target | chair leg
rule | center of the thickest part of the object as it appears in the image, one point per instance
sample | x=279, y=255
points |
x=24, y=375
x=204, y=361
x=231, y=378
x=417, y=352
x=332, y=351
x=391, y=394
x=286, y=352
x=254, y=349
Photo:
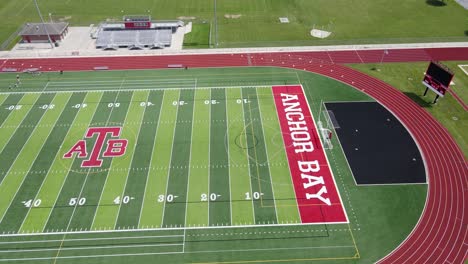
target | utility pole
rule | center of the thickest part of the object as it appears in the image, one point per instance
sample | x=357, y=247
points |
x=43, y=24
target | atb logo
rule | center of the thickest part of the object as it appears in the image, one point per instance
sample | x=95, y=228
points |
x=114, y=148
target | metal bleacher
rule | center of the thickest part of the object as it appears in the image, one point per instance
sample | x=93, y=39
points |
x=152, y=38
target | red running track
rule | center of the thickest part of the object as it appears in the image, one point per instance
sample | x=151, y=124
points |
x=441, y=235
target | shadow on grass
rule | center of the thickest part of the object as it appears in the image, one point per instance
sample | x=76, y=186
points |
x=418, y=99
x=436, y=2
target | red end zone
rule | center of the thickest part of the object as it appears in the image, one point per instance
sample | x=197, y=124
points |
x=316, y=193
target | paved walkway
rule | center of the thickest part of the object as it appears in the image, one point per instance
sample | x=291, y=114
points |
x=48, y=53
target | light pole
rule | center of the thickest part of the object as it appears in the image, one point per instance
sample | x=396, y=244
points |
x=43, y=24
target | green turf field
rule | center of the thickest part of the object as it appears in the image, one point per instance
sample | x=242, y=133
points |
x=204, y=178
x=403, y=21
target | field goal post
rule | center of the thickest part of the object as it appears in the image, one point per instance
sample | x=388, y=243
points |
x=325, y=127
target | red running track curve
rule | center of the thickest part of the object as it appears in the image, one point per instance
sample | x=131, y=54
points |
x=441, y=235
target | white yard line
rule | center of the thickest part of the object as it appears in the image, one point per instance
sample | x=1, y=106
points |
x=209, y=159
x=248, y=159
x=190, y=159
x=268, y=160
x=86, y=239
x=131, y=161
x=227, y=149
x=170, y=160
x=151, y=158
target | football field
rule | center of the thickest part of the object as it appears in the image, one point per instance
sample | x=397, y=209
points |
x=193, y=166
x=174, y=158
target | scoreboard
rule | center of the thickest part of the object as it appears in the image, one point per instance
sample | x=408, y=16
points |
x=437, y=78
x=137, y=22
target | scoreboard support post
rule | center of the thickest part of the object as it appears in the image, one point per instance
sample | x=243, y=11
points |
x=425, y=92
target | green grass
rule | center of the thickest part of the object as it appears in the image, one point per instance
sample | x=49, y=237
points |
x=180, y=150
x=359, y=21
x=407, y=78
x=199, y=37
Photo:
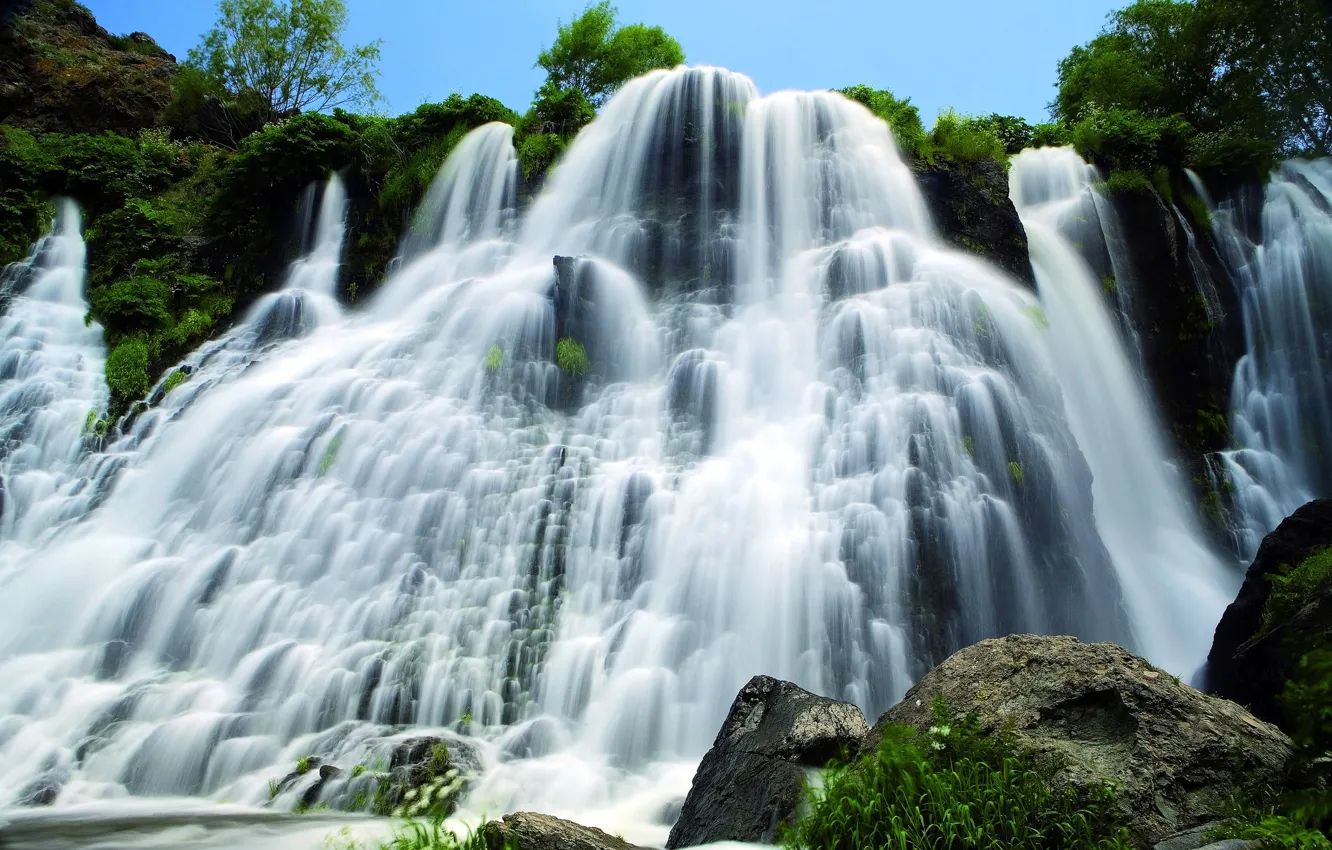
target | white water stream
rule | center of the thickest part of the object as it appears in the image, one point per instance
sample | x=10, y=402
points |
x=809, y=441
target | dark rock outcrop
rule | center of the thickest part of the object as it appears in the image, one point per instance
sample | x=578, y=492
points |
x=528, y=830
x=1190, y=347
x=751, y=780
x=971, y=208
x=1251, y=668
x=61, y=72
x=1098, y=713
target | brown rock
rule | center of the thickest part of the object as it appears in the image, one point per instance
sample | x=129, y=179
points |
x=1098, y=713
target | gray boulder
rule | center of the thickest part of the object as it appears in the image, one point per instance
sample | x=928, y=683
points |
x=1098, y=713
x=753, y=778
x=528, y=830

Problem statement:
Copy every line of the records above word for word, leaving out the pictures.

Result:
target | chair leg
rule | center of the thickest part of the object as it appears in the image, one point per instance
sample | x=279, y=255
points |
x=24, y=375
x=204, y=361
x=231, y=378
x=417, y=352
x=332, y=351
x=391, y=394
x=286, y=352
x=254, y=349
Photo:
target | utility pole
rule | center of the thickest part of the object as it appears in the image, one point per instance
sample | x=357, y=247
points |
x=43, y=24
target | atb logo
rule | center of the thickest part of the object as it appears in the image, one point per instance
sample | x=95, y=228
points |
x=114, y=148
target | metal bleacher
rule | center of the thickest part of the object as it appears in the image, one point per instance
sample | x=93, y=39
points |
x=152, y=38
target | red running track
rule | center of the thickest part of the object as it appears in the image, one point per instance
sample | x=151, y=124
points |
x=441, y=235
target | shadow on grass
rule | center of the thickest part of the object as it appears in the image, one point per instance
sample | x=76, y=186
points |
x=418, y=99
x=436, y=2
target | red end zone
rule | center of the thickest part of the object as it appears in the image, one point per instance
sample | x=197, y=124
points |
x=316, y=193
target | paved walkway
rule | center of the thickest part of the object as it appears in the image, one point per instance
sample | x=291, y=114
points |
x=48, y=53
target | light pole
rule | center of the thickest part of the object as it appears in the image, one point per instance
sample | x=396, y=244
points |
x=43, y=24
target | green turf field
rule | center of the thickest part of the object as it appears in the image, one point per instance
sample | x=242, y=133
points |
x=204, y=178
x=403, y=21
target | field goal post
rule | center of the thickest part of the object as it appears in the image, one point per instance
sample | x=388, y=243
points |
x=325, y=127
target | red running track curve
rule | center of the thickest part of the object as it appears in the image, one point per instance
sample | x=131, y=54
points |
x=441, y=235
target | white yard line
rule | center of the thickest part of the object as it appears in the image, one point per instance
sample | x=1, y=106
points |
x=209, y=159
x=248, y=159
x=190, y=159
x=268, y=160
x=86, y=239
x=131, y=161
x=227, y=149
x=170, y=160
x=151, y=158
target | football field
rule | center of the thickest part of the object as it appears in the image, one point per instance
sample | x=397, y=209
points |
x=193, y=166
x=174, y=158
target | scoreboard
rule | center of the thickest part of the object as it appears in the image, one point per instance
sample | x=408, y=16
points |
x=437, y=78
x=137, y=22
target | scoreboard support post
rule | center of the thickest part of the object as it appears in the image, one point per instance
sample | x=243, y=11
points |
x=425, y=92
target | green grass
rule | center of the thickest part of the object as it appears in the image, one point per instance
sample | x=49, y=237
points |
x=180, y=150
x=359, y=21
x=407, y=78
x=199, y=37
Photo:
target | white water stream
rule | center of the thickest part of the object as it appears in the image, one point per instance
sample | x=10, y=402
points |
x=809, y=441
target | dark rock outcrop
rule | center of the thickest part of the object as it appears in the image, one point per instance
sample | x=578, y=492
points |
x=528, y=830
x=1190, y=347
x=751, y=780
x=971, y=208
x=1251, y=668
x=61, y=72
x=1098, y=713
target | brown rock
rule | center of the thickest part of the object as it appears in the image, one point per instance
sample | x=129, y=179
points |
x=1098, y=713
target | gray boulder
rule | center of the thickest part of the object as it appears in the image, one point per instance
sample | x=928, y=683
points |
x=1098, y=713
x=753, y=778
x=528, y=830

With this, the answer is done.